◆ Problems ◆
1: Can you write out the kink quiz from "What’s your attitude to giving" up to and including "you most embody?", swapping "spanking" for "paddling"?
2: Answer these questions about the kink quiz:
(a) Which four animals are offered as archetypes?
(b) How long is the bullwhip named as a favorite toybag item?
(c) In the roleplay scenario that features a strict teacher, who is the other role?

◆ Selected text ◆

What role do you generally feel most comfortable taking in the bedroom?

The active/Dominant role

The passive/submissive role

Either's good with me!

I prefer us to be equals

Which statement would you most like to hear during play?

Yes Sir/Ma'am

Make me

Shut up and get on your knees

Are you going to be a good girl/boy for me?

Which statement would you most likely be heard saying during play?

Who gave you permission to look at me?

Please may I come, Sir/Ma'am?

Fuck you, you sadistic bastard!

You look so pretty when you're helpless.

What’s your attitude to receiving pain?

Fuck yeah, hurt me!

Maybe a little, but not too hard, okay?

I'll do it if it pleases my Dominant, but I don't enjoy it for its own sake.

Ow, no.

What’s your attitude to giving pain?

Seeing someone in pain gets me off.

I like to give a good spanking but I'm not a hardcore sadist.

I'll do it if it gets my partner off, but I don't enjoy it in and of itself.

God, no! I could never hurt anyone!

Which animal archetype do you most embody?

A kitten: cute and cuddly.

A puppy: naughty and playful.

A wolf: majestic and territorial.

A tiger: beautiful but dangerous.

Do you want your kink to extend outside the bedroom/dungeon?

Yes, I want to be in-role 24/7

I like an ongoing dynamic, but not a lot of rules or protocol

Once in a while it can be fun to keep it going, but I don’t want to live it all the time.

Nope, the dynamic ends when the scene ends.

What\'s your favourite item in your toybag?

My six-foot bullwhip.

A particularly vicious hairbrush.

My aftercare blanket!

Rope rope rope rope rope.

Which are you most likely to be seen wearing to the dungeon or play party?

A collar.

Some form of animal ears or tail.

Head to toe leather.

Jeans and a t-shirt.

Which statement best describes your attitude to kink?

It's at the absolute core of who I am. My kink self is my truest self.

It's a fun way to explore sensations and pleasure.

It's the most - or only - reliable way for me to get off.

It's an important part of my identity, but not all that I am.

Is kink about sex for you?

Yes, completely. I do it because it gets me off.

Yes, to an extent, but it's more than that.

Sometimes, but it's not the main appeal.

No, not at all.

How to you like to feel during play?

Worshipped and adored.

Degraded and humiliated.

Small and taken care of.

Feared and revered.

Which statement best describes your relationship to the idea of consensual ownership?

I want to completely own, or be completely owned by, my parter - mind, body, heart, soul.

Owning my partner or being owned enhances our dynamic and brings us closer.

It’s fun to play with, but we know it’s just pretend.

No-one owns anyone else, we are just two equals having fun together.

Which roleplay scenario would you be most likely to take part in?

Strict teacher and naughty student.

Nurturing Daddy/Mommy and innocent little.

Animal and trainer.

Kidnapper and victim.

How do you feel about having marks left on your body or leaving marks on your partner?

I see them as a badge of honour!

They're fun reminders of what a great time we had.

◆ Records supplied ◆
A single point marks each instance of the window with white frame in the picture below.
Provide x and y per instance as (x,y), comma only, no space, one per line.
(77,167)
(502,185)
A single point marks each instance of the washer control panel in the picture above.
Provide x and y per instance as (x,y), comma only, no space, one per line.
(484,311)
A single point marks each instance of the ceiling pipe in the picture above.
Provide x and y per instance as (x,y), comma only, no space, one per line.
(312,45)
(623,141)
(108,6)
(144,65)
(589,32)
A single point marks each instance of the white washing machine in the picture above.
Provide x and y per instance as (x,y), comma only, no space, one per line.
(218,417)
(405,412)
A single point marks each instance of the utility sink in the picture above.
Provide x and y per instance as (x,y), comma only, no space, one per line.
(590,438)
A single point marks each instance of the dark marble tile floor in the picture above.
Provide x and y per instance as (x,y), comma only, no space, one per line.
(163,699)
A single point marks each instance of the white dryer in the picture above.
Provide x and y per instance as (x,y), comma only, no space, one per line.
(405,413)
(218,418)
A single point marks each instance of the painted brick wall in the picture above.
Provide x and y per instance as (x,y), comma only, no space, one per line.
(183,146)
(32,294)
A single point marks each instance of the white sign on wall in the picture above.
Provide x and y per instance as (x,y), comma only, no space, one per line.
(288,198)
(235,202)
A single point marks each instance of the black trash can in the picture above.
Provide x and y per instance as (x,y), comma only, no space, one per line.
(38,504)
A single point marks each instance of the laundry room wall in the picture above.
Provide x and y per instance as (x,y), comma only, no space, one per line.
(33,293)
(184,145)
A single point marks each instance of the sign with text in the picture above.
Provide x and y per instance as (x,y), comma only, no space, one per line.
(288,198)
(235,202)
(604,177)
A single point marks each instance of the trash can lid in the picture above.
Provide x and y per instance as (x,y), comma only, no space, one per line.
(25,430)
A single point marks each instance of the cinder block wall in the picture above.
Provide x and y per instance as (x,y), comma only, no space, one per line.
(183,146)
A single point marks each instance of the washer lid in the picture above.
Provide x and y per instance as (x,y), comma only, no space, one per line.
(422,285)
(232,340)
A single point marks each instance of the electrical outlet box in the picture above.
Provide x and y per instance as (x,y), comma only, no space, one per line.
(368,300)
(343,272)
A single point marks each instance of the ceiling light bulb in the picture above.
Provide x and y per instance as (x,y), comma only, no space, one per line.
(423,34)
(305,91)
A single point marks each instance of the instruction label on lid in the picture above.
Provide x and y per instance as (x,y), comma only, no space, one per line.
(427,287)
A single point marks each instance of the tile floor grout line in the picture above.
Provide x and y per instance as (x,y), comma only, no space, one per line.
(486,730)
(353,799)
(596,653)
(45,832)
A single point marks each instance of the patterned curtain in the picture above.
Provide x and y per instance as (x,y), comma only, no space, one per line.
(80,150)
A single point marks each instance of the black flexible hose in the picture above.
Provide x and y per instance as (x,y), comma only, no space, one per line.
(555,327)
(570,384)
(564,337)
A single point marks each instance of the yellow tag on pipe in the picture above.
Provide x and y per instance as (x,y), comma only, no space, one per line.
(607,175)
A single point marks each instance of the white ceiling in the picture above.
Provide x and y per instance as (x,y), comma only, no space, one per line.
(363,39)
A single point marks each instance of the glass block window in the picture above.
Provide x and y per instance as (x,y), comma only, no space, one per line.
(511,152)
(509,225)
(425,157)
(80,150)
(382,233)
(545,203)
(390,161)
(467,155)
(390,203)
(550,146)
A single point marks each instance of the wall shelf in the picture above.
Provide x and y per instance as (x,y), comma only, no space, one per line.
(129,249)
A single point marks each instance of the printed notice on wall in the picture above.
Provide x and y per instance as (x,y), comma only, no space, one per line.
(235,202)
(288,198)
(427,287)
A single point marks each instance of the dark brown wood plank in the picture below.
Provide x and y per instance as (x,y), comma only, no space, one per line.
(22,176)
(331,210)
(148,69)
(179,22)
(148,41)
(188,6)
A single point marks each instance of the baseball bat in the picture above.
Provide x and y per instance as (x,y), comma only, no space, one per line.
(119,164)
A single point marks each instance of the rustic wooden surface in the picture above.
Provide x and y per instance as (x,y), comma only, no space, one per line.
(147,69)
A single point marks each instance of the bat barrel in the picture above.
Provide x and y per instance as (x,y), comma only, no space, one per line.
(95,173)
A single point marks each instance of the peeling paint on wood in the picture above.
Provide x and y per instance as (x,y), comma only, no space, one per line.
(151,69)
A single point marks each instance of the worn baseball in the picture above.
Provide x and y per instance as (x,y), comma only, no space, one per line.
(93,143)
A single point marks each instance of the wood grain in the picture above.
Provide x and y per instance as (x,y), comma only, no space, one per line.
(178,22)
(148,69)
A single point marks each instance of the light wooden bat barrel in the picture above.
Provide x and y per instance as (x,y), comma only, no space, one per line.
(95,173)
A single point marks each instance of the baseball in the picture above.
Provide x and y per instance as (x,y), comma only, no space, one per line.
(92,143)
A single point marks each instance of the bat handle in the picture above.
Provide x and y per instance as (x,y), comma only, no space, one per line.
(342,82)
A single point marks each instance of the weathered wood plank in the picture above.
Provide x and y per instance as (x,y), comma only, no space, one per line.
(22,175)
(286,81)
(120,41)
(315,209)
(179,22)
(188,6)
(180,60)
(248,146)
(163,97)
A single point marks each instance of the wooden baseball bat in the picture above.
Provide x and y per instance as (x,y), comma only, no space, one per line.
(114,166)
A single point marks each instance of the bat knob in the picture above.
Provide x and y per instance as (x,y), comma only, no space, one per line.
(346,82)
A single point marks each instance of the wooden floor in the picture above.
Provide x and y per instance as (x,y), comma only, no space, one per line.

◆ Solutions below ◆
1:
What’s your attitude to giving pain?

Seeing someone in pain gets me off.

I like to give a good paddling but I'm not a hardcore sadist.

I'll do it if it gets my partner off, but I don't enjoy it in and of itself.

God, no! I could never hurt anyone!

Which animal archetype do you most embody?

2:
(a) A kitten, a puppy, a wolf and a tiger.
(b) Six feet.
(c) A naughty student.